● PROBLEM TO SOLVE:
Filter the records below down to the lines that contain the word "lettuce". Copy each of those lines.

● DATA PROVIDED:
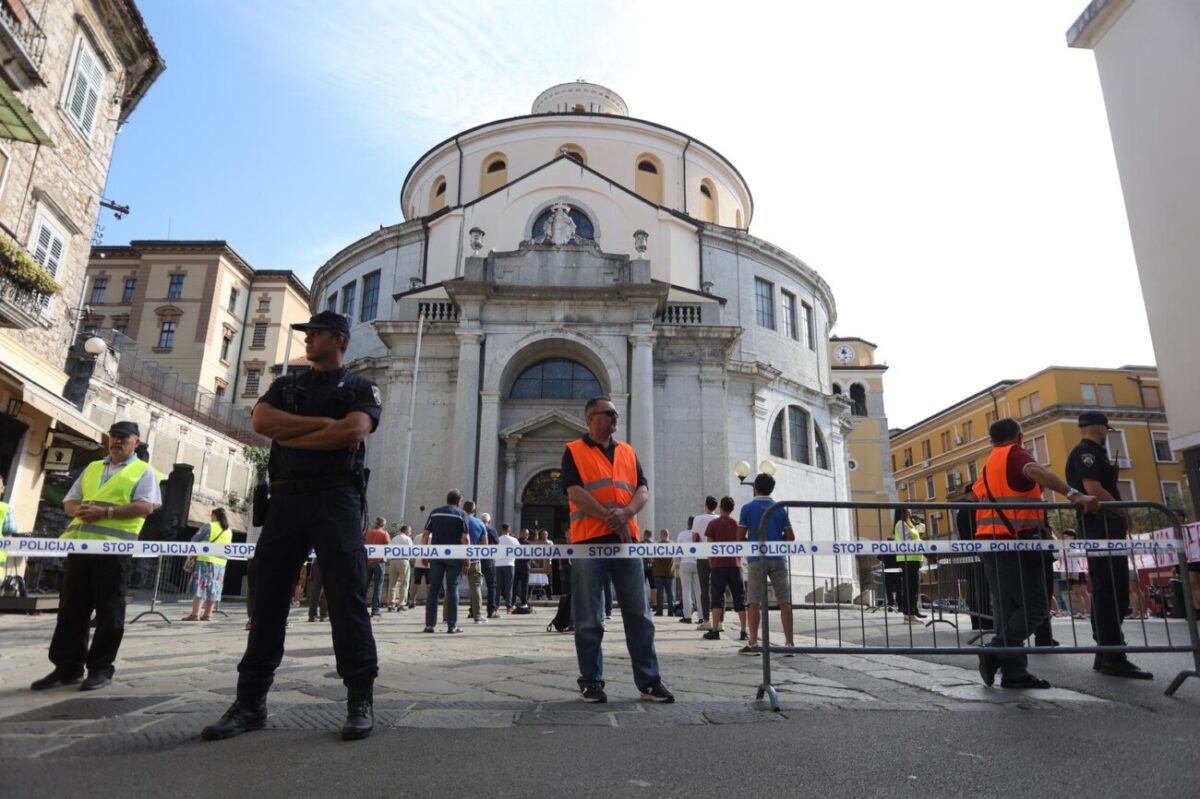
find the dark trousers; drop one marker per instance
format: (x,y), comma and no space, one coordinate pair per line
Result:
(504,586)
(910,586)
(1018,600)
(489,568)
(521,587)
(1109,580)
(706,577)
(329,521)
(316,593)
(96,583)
--
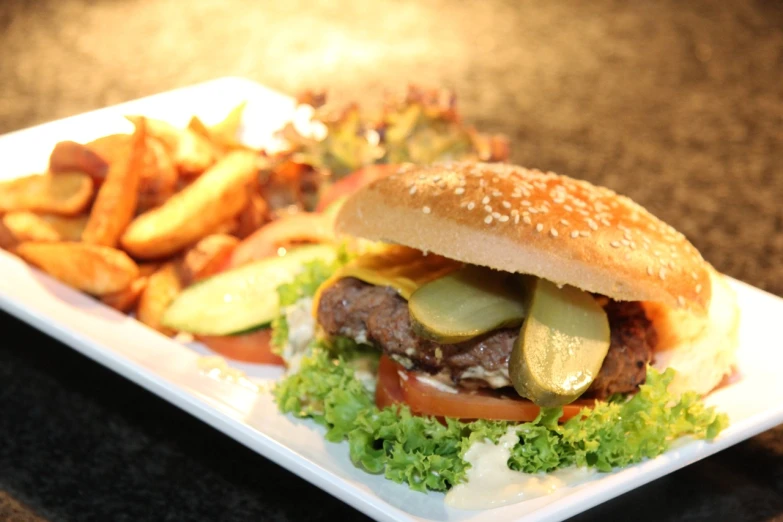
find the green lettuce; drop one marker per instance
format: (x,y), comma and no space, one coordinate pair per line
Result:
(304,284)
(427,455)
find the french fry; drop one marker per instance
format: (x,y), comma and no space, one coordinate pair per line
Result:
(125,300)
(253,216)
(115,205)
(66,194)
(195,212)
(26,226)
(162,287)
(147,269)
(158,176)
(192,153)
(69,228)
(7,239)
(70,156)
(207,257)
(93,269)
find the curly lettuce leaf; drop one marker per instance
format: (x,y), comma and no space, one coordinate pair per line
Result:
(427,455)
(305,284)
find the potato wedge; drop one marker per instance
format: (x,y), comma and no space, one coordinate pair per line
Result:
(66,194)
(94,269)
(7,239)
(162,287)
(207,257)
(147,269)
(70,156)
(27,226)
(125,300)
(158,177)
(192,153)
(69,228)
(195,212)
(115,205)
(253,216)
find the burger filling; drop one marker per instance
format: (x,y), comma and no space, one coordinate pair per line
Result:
---
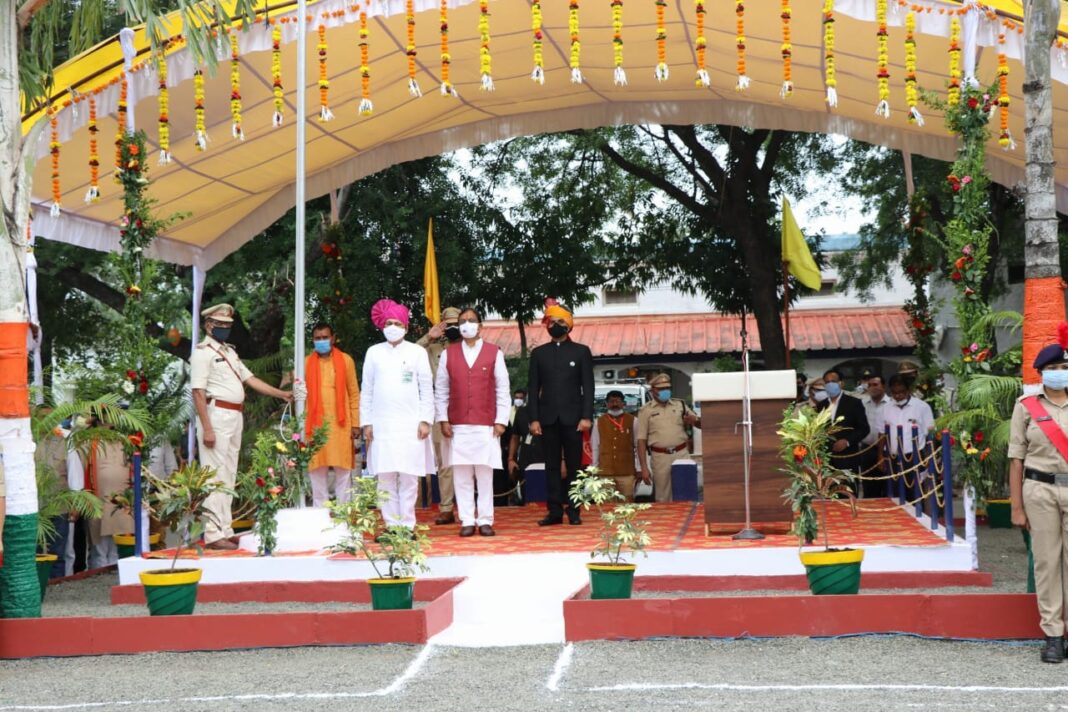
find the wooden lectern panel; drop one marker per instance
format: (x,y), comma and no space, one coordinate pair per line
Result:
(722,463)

● RIGHT ANSWER:
find the green lettuce; drop one marker per instance
find the curly lettuce leaf; drop one marker per instance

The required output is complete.